# [Short problem]
Render the entries from the line containing "Please spot the baseboard" through the last line of the entries as a Markdown table with the columns Row and Line. Omit blank lines.

▬▬▬

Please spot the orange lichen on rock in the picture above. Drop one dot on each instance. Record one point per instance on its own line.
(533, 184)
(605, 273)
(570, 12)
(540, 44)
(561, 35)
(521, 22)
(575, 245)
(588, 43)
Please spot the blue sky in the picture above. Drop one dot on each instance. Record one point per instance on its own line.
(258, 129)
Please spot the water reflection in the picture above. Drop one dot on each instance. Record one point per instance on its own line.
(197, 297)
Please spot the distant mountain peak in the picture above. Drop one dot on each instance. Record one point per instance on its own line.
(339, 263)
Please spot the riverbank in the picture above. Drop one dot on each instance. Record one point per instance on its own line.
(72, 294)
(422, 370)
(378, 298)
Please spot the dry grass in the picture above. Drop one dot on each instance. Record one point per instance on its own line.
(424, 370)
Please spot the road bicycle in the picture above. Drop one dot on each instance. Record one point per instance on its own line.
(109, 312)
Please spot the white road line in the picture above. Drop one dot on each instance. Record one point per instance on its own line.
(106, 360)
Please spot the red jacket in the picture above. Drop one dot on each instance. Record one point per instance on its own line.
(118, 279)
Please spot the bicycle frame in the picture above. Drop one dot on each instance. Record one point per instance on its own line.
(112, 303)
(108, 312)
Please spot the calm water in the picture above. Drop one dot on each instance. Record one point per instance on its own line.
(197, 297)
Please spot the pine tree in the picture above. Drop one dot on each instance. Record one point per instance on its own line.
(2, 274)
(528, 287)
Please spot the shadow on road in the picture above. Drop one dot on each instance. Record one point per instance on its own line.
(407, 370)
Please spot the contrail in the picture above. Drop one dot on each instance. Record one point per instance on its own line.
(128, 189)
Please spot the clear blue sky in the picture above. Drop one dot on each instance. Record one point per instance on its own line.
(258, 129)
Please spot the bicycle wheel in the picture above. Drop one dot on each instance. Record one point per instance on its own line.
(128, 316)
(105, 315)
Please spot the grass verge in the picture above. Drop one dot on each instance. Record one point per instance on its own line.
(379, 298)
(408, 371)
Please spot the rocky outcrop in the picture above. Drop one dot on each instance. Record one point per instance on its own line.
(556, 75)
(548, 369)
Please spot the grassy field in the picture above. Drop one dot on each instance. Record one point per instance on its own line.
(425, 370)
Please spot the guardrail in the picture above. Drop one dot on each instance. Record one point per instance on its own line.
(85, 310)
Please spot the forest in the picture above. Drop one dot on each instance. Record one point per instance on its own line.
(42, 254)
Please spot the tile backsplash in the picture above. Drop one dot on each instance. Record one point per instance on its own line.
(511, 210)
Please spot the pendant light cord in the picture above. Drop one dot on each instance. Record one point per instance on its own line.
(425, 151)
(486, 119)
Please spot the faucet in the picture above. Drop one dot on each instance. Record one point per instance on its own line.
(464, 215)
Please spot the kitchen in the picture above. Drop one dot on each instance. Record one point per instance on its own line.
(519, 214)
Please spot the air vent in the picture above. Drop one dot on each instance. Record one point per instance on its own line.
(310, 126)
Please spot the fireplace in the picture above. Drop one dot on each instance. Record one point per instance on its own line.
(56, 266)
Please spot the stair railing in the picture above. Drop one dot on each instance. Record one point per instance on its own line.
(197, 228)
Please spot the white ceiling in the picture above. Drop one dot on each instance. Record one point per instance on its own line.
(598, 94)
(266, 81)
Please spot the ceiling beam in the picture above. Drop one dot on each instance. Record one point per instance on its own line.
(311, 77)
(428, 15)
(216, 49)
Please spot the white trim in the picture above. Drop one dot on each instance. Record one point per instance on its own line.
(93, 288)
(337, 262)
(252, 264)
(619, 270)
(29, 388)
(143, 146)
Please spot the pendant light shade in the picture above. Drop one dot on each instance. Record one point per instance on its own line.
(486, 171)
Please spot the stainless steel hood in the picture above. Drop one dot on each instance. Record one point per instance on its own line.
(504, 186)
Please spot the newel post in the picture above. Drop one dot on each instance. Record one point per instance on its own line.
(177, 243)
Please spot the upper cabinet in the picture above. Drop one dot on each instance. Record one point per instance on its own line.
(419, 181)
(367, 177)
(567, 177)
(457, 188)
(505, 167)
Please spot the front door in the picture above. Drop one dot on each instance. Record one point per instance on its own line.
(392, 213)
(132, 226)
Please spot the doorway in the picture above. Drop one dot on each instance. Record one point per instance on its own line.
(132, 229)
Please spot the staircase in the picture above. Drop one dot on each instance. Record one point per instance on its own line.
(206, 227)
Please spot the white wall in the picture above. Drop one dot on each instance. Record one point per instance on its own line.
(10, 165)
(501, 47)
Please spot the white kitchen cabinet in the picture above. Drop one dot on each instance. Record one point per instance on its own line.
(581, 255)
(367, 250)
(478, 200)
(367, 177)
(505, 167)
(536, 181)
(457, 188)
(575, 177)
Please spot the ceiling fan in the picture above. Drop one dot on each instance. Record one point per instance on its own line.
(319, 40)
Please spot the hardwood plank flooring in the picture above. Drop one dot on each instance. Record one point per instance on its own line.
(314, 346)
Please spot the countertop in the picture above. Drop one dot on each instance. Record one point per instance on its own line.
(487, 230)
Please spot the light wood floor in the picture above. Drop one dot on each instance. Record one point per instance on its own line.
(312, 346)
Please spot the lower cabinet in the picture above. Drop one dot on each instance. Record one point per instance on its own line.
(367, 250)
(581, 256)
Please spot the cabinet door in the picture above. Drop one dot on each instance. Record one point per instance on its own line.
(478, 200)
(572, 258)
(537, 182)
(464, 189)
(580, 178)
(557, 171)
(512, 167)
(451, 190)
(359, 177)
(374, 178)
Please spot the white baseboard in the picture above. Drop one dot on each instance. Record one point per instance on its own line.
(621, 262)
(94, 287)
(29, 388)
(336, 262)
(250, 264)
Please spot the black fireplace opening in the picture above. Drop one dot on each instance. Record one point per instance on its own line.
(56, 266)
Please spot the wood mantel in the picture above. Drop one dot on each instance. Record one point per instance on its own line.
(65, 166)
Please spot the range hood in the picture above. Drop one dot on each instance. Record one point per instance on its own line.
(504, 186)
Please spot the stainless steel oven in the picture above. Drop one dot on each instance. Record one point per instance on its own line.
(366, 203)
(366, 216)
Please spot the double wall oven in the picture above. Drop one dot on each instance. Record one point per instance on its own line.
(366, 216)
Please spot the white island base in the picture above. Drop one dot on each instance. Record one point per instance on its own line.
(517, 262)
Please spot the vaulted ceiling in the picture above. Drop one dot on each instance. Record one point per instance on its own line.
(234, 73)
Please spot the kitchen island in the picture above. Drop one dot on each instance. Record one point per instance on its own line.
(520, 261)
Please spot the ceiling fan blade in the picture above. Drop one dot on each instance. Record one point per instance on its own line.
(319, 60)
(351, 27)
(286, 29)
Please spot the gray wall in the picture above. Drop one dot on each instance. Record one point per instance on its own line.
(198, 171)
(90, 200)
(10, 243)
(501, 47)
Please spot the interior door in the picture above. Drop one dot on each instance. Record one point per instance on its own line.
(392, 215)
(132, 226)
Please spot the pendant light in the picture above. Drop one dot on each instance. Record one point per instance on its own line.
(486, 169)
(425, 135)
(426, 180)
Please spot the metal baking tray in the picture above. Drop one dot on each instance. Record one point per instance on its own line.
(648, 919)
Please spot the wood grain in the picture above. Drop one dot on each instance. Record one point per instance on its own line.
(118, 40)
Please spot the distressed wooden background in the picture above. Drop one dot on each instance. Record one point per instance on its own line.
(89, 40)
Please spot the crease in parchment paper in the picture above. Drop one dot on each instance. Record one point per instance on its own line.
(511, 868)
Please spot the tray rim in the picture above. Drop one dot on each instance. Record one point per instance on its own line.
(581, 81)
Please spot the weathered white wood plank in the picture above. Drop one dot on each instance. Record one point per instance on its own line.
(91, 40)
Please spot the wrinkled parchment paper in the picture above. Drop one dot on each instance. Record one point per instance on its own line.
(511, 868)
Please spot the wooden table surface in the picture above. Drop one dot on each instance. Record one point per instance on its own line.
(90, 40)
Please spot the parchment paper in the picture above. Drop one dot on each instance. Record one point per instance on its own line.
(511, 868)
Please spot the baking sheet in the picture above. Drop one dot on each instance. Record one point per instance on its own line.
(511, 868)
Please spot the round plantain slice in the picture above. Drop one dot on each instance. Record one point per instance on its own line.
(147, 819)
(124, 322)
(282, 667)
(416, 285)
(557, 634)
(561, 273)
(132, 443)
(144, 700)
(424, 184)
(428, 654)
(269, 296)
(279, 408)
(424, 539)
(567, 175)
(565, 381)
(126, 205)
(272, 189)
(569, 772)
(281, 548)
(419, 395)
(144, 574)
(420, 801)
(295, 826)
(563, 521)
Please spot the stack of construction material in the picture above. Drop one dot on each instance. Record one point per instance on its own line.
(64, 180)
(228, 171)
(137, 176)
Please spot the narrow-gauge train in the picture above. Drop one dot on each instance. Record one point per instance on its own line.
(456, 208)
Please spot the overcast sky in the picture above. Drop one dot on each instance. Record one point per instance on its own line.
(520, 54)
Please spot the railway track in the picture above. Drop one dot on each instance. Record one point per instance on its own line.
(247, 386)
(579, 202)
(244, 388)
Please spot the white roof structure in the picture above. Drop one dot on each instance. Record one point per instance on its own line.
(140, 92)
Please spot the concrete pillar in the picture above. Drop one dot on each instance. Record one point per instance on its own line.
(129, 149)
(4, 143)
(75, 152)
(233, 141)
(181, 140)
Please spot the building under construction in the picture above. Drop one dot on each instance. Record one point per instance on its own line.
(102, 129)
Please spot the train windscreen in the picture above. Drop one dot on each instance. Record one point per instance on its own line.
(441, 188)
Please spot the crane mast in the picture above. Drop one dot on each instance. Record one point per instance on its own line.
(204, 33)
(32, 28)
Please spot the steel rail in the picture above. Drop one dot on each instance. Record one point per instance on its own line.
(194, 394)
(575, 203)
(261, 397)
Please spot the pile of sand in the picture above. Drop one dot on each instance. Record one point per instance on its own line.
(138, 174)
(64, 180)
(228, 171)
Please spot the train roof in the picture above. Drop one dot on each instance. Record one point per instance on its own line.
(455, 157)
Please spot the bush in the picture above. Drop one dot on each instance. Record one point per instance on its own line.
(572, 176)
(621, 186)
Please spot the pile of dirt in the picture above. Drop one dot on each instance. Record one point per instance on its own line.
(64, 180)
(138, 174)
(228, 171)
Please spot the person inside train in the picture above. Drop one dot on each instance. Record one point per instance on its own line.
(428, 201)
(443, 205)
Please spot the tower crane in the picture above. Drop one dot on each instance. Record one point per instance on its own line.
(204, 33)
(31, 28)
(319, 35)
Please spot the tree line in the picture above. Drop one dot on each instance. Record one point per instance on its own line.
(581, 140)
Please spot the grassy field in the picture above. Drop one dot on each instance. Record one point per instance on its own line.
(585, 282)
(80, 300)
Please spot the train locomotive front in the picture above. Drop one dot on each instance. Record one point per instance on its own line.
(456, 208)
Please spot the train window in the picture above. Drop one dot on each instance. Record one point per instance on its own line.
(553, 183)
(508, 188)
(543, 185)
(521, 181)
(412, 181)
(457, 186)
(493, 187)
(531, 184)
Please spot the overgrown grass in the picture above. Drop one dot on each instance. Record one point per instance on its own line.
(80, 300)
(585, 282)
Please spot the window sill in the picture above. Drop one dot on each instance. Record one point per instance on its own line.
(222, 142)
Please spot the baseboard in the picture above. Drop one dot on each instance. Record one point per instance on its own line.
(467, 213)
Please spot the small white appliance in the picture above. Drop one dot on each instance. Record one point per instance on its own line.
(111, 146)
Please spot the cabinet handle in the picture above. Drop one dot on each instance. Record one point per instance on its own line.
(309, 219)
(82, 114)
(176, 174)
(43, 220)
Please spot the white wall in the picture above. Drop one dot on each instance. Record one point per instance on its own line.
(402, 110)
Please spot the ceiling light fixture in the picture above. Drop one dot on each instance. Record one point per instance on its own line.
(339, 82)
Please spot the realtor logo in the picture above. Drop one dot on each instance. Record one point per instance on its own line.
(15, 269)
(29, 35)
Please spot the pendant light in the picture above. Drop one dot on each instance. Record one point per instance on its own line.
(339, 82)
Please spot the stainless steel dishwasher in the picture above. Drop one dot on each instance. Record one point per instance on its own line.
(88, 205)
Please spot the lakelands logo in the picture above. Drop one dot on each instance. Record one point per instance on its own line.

▬▬▬

# [Output for this exercise]
| Row | Line |
|---|---|
| 1 | Please spot the baseboard in the picture above. Drop one dot on each instance. Record one point per instance on its own line. |
| 2 | (467, 213) |
| 3 | Please spot the small white appliance in the picture above. Drop one dot on each instance. Record one point per instance on its own line. |
| 4 | (111, 146) |
| 5 | Please spot the cabinet handle in the picture above. Drop one dot on each instance. Record one point per instance on its own line. |
| 6 | (309, 219) |
| 7 | (82, 114) |
| 8 | (176, 174) |
| 9 | (43, 220) |
| 10 | Please spot the white wall in the picture above. Drop one dot on each instance. Record one point per instance on its own line. |
| 11 | (402, 110) |
| 12 | Please spot the ceiling light fixture in the picture above. Drop one dot on each instance. Record one point per instance on its own line. |
| 13 | (339, 82) |
| 14 | Please spot the realtor logo in the picture above. Drop one dot on each instance. Record one point per instance on its own line. |
| 15 | (15, 269) |
| 16 | (29, 35) |
| 17 | Please spot the pendant light in the picture above. Drop one dot on each instance. Record one point per instance on its own line. |
| 18 | (339, 82) |
| 19 | Please spot the stainless steel dishwasher in the picture above. Drop one dot on each instance. Record one point per instance on its own line. |
| 20 | (88, 205) |
| 21 | Please spot the lakelands logo in the picture above. Drop one dot on each instance. Record one point per instance on its own line. |